◆ **PASSAGE GIVEN**
.....

The (Un)documented Mark Steyn Mark Steyn

Regnery Publishing, 2014, pp.448pp, $29.95, ISBN: 978-1621573180

What are the odds that one of the world’s best political commentators happens to be an expert on the songs of Cole Porter? Or that he knows more about Frank Sinatra’s singing than all of Australia’s commentariat put together? Or that this same person happens to be funny, and I mean fall on the ground, laugh-out-loud funny? So funny that he can be writing about something catastrophic – the rapid decline of Western civilization, say, or the creeping lack of will across the West’s political class to defend freedom of speech (are you listening Tony Abbott and George Brandis?) – and yet do so in a way that will make you laugh until tears run down your face.

I refer, of course, to Mark Steyn. Hugh Hewitt, the American talk show host, describes Steyn as ‘columnist to the world’.   That is because Steyn has written for outlets in the UK (think the Daily Telegraph, the Independent and the world’s and Australia’s best weekly, as all those reading this review will agree, The Speccie). He’s written for US publications (think National Review, think Wall Street Journal, think the Atlantic, and more). He’s written for Canada’s National Post and its main weekly Macleans. Heck, the man appears every now and again in the Australian.

And when Steyn tried his hand at books he wrote the New York Times #1 bestseller America Alone. He followed that up with another bestseller After America. If you needed to sum both those up in a sentence they amount to perceptive (and yes, incredibly humorous) accounts of what will happen to the West and western civilization if we extrapolate from current trends. The answers are not pleasant. Nor are they easily contested.

This is his latest effort. It is a collection of his best, or perhaps what he considers to be his most enduring, newspaper and weekly pieces going as far back as when Bill Clinton was President and sticking his nose (or whatever) where it didn’t belong. Indeed in the Introduction to this book Steyn repeats some of his ‘Monica’s dress’ gags (they’ve not withered with time) before explaining how 9/11 changed all that for him. As Steyn puts it about himself, his writing went all ‘jihad, demographic decline, the death of Europe, all the fun stuff’.

.....

◆ **REQUIRED WORK**
A. For each statement below, decide whether it agrees with the review, and support each yes or no with the deciding words of the review, quoted exactly.
(i) Hugh Hewitt calls Steyn "columnist to the world."
(ii) America Alone was a New York Times #1 bestseller.
(iii) The collected pieces reach back only as far as the George W. Bush presidency.
B. Reproduce the passage of the review that begins at the words "What are the" and stops after "down your face.", substituting "Irving Berlin" for "Cole Porter".
C. Answer these questions using the review:
(i) Which Canadian weekly has Steyn written for?
(ii) What bestseller did Steyn write after America Alone?
(iii) According to the Introduction, what event changed Steyn's writing?

[Point annotation records]
.....

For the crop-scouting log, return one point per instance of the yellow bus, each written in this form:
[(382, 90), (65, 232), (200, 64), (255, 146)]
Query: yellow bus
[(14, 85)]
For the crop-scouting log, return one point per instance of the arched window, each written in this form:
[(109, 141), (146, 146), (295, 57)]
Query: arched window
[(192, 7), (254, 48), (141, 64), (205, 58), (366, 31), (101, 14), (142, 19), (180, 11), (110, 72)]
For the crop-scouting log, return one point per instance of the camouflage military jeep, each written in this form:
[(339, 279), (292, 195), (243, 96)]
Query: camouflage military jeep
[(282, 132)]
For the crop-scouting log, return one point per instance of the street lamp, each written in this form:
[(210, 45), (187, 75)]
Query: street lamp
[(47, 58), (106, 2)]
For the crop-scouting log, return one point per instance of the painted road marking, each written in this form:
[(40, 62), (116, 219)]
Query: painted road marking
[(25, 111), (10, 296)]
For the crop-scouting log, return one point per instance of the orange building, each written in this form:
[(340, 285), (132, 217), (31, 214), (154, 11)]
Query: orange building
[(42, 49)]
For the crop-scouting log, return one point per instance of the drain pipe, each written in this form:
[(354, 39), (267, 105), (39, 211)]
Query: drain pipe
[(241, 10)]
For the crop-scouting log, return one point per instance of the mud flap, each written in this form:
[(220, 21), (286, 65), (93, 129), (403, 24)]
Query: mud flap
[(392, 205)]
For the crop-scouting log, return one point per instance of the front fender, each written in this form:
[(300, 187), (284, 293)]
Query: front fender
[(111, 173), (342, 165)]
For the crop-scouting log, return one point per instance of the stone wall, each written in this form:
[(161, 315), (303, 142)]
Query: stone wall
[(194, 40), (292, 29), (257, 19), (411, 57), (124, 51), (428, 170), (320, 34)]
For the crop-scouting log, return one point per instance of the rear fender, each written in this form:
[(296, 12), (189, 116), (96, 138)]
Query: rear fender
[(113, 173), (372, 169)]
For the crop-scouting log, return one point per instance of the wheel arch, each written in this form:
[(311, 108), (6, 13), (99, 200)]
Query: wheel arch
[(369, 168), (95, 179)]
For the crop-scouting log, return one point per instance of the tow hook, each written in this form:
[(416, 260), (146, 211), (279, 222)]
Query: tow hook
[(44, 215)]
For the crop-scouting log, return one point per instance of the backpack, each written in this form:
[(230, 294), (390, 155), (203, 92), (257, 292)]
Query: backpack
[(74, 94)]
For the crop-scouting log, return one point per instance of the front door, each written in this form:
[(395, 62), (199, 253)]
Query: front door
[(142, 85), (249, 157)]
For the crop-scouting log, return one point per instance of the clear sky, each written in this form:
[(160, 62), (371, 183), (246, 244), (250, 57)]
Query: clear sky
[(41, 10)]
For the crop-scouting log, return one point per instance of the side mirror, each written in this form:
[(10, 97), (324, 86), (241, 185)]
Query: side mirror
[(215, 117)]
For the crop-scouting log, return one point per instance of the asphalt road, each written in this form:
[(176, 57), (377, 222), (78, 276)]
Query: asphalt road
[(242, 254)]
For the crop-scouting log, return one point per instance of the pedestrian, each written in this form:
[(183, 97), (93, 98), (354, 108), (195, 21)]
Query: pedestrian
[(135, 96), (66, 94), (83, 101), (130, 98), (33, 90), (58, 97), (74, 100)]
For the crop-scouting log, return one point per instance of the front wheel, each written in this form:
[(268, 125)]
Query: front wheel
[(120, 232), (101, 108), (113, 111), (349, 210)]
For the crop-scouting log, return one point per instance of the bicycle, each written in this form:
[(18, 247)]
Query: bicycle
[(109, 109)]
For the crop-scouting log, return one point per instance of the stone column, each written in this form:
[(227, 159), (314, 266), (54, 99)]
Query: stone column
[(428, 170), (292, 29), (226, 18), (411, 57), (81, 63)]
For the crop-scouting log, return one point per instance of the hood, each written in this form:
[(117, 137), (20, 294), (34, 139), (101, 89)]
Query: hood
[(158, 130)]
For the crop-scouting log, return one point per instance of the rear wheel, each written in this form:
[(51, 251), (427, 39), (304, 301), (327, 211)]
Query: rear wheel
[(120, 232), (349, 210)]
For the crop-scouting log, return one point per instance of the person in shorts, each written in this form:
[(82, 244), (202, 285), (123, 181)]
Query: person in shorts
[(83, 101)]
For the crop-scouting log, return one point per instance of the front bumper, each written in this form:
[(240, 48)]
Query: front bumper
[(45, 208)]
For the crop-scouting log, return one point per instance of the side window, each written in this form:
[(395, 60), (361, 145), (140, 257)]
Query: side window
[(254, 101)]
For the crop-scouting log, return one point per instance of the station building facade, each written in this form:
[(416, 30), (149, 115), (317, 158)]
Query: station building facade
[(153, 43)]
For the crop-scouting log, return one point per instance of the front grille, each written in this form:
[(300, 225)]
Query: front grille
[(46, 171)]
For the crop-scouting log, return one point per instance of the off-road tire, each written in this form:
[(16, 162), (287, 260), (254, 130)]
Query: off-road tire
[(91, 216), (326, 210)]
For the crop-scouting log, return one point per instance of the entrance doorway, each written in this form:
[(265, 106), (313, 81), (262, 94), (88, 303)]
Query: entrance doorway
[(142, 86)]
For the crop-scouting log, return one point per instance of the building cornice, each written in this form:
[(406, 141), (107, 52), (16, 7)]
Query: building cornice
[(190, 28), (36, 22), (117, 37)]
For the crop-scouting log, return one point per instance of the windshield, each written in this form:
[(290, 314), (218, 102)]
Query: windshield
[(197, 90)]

.....

◆ **RESPONSES TO THE EXERCISE**
A.
(i) Yes: "Hugh Hewitt, the American talk show host, describes Steyn as ‘columnist to the world’."
(ii) Yes: "he wrote the New York Times #1 bestseller America Alone"
(iii) No: "going as far back as when Bill Clinton was President"

B.
What are the odds that one of the world’s best political commentators happens to be an expert on the songs of Irving Berlin? Or that he knows more about Frank Sinatra’s singing than all of Australia’s commentariat put together? Or that this same person happens to be funny, and I mean fall on the ground, laugh-out-loud funny? So funny that he can be writing about something catastrophic – the rapid decline of Western civilization, say, or the creeping lack of will across the West’s political class to defend freedom of speech (are you listening Tony Abbott and George Brandis?) – and yet do so in a way that will make you laugh until tears run down your face.

C.
(i) Macleans
(ii) After America
(iii) 9/11